▸ **Work to do**:
a - Do statements (i) to (iii) agree with the Xen thread? For each, answer yes or no and quote the words of the thread that decide it.
(i) In the use case described, the reset operation happens after a vm_event is received.
(ii) The pad field in the fork structure must be set to 1.
(iii) VM_EVENT_FLAG_RESET_VMTRACE resets the vmtrace buffer if vmtrace is enabled.
b - Answer these questions from the Xen thread:
(i) What does setting the flag on the vm_event reply save the writer from issuing?
(ii) Which header file gains the definition of XENMEM_FORK_RESET_STATE?
(iii) What email address is given for Roger Pau Monné?
c - Write the next part of the Xen thread, starting after its final line.

▸ **Text shown**:
Yes, that's the natural place for it. But we are adding it to both for
a reason. In our use-case the reset operation will happen after a
vm_event is received to which we already must send a reply. Setting
the flag on the vm_event reply saves us having to issue an extra memop
hypercall afterwards.

Tamas
Roger Pau Monné March 24, 2022, 4:03 p.m. UTC | #3
On Thu, Mar 24, 2022 at 11:52:38AM -0400, Tamas K Lengyel wrote:
> On Thu, Mar 24, 2022 at 11:46 AM Roger Pau Monné <roger.pau@citrix.com> wrote:
> >
> > On Tue, Mar 22, 2022 at 01:41:39PM -0400, Tamas K Lengyel wrote:
> > > diff --git a/xen/include/public/memory.h b/xen/include/public/memory.h
> > > index 208d8dcbd9..30ce23c5a7 100644
> > > --- a/xen/include/public/memory.h
> > > +++ b/xen/include/public/memory.h
> > > @@ -541,12 +541,14 @@ struct xen_mem_sharing_op {
> > >                  uint32_t gref;     /* IN: gref to debug         */
> > >              } u;
> > >          } debug;
> > > -        struct mem_sharing_op_fork {      /* OP_FORK */
> > > +        struct mem_sharing_op_fork {      /* OP_FORK/_RESET */
> > >              domid_t parent_domain;        /* IN: parent's domain id */
> > >  /* These flags only makes sense for short-lived forks */
> > >  #define XENMEM_FORK_WITH_IOMMU_ALLOWED (1u << 0)
> > >  #define XENMEM_FORK_BLOCK_INTERRUPTS   (1u << 1)
> > >  #define XENMEM_FORK_SKIP_SPECIAL_PAGES (1u << 2)
> > > +#define XENMEM_FORK_RESET_STATE        (1u << 3)
> > > +#define XENMEM_FORK_RESET_MEMORY       (1u << 4)
> > >              uint16_t flags;               /* IN: optional settings */
> > >              uint32_t pad;                 /* Must be set to 0 */
> > >          } fork;
> > > diff --git a/xen/include/public/vm_event.h b/xen/include/public/vm_event.h
> > > index bb003d21d0..81c2ee28cc 100644
> > > --- a/xen/include/public/vm_event.h
> > > +++ b/xen/include/public/vm_event.h
> > > @@ -127,6 +127,14 @@
> > >   * Reset the vmtrace buffer (if vmtrace is enabled)
> > >   */
> > >  #define VM_EVENT_FLAG_RESET_VMTRACE      (1 << 13)

▸ **Supplied entries**:
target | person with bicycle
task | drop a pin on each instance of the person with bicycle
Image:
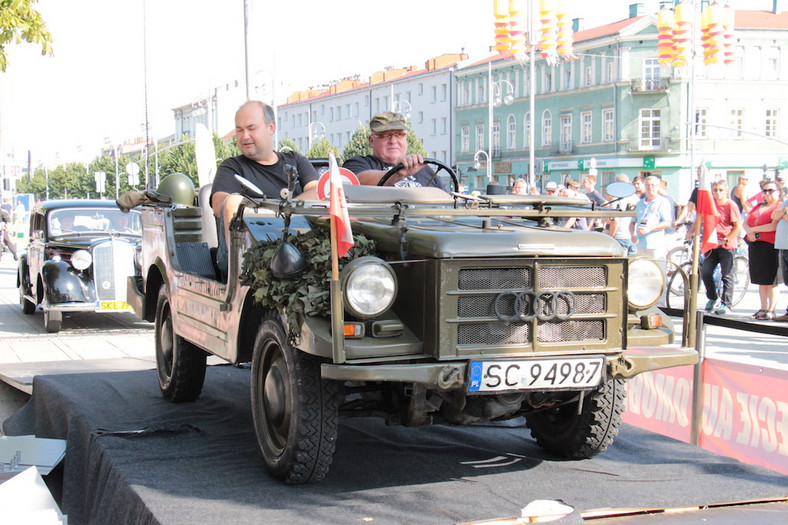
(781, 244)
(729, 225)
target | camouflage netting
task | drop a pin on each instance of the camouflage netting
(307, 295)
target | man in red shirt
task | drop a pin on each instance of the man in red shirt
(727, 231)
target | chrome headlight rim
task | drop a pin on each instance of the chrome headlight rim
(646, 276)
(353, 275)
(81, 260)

---

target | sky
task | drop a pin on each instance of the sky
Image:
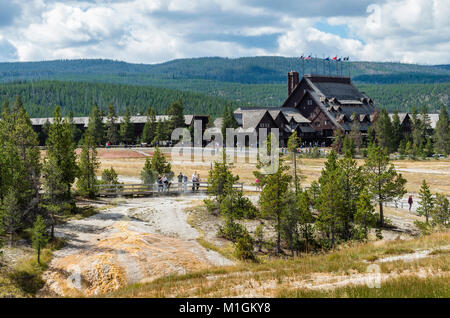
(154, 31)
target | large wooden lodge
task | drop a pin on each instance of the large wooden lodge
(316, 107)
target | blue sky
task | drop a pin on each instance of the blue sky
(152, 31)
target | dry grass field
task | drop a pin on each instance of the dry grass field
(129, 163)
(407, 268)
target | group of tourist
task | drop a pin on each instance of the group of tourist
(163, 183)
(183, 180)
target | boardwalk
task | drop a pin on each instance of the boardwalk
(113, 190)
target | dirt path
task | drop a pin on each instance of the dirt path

▸ **Task-by-task results**:
a -
(i) Yes: "the reset operation will happen after a vm_event is received"
(ii) No: "Must be set to 0"
(iii) Yes: "Reset the vmtrace buffer (if vmtrace is enabled)"

b -
(i) An extra memop hypercall afterwards.
(ii) xen/include/public/memory.h
(iii) roger.pau@citrix.com

c -
> > > +/*
> > > + * Reset the VM state (if VM is fork)
> > > + */
> > > +#define VM_EVENT_FLAG_RESET_FORK_STATE   (1 << 14)
> > > +/*
> > > + * Remove unshared entried from physmap (if VM is fork)
> > > + */
> > > +#define VM_EVENT_FLAG_RESET_FORK_MEMORY  (1 << 15)
> >
> > I'm confused about why two different interfaces are added to do this
> > kind of selective resets, one to vm_event and one to xenmem_fork?
> >
> > I thin k the natural place for the option to live would be
> > XENMEM_FORK?
> 
> Yes, that's the natural place for it. But we are adding it to both for
> a reason. In our use-case the reset operation will happen after a
> vm_event is received to which we already must send a reply. Setting
> the flag on the vm_event reply saves us having to issue an extra memop
> hypercall afterwards.

Can you do a multicall and batch both operations in a single
hypercall?

That would seem more natural than adding duplicated interfaces.

Thanks, Roger.
Tamas K Lengyel March 24, 2022, 4:22 p.m. UTC | #4
On Thu, Mar 24, 2022 at 12:04 PM Roger Pau Monné <roger.pau@citrix.com> wrote:
>
> On Thu, Mar 24, 2022 at 11:52:38AM -0400, Tamas K Lengyel wrote:
> > On Thu, Mar 24, 2022 at 11:46 AM Roger Pau Monné <roger.pau@citrix.com> wrote:
> > >
> > > On Tue, Mar 22, 2022 at 01:41:39PM -0400, Tamas K Lengyel wrote:
> > > > diff --git a/xen/include/public/memory.h b/xen/include/public/memory.h
> > > > index 208d8dcbd9..30ce23c5a7 100644
> > > > --- a/xen/include/public/memory.h
> > > > +++ b/xen/include/public/memory.h
> > > > @@ -541,12 +541,14 @@ struct xen_mem_sharing_op {
> > > >                  uint32_t gref;     /* IN: gref to debug         */
> > > >              } u;
> > > >          } debug;
> > > > -        struct mem_sharing_op_fork {      /* OP_FORK */
> > > > +        struct mem_sharing_op_fork {      /* OP_FORK/_RESET */
> > > >              domid_t parent_domain;        /* IN: parent's domain id */
> > > >  /* These flags only makes sense for short-lived forks */
> > > >  #define XENMEM_FORK_WITH_IOMMU_ALLOWED (1u << 0)
> > > >  #define XENMEM_FORK_BLOCK_INTERRUPTS   (1u << 1)
> > > >  #define XENMEM_FORK_SKIP_SPECIAL_PAGES (1u << 2)
> > > > +#define XENMEM_FORK_RESET_STATE        (1u << 3)
> > > > +#define XENMEM_FORK_RESET_MEMORY       (1u << 4)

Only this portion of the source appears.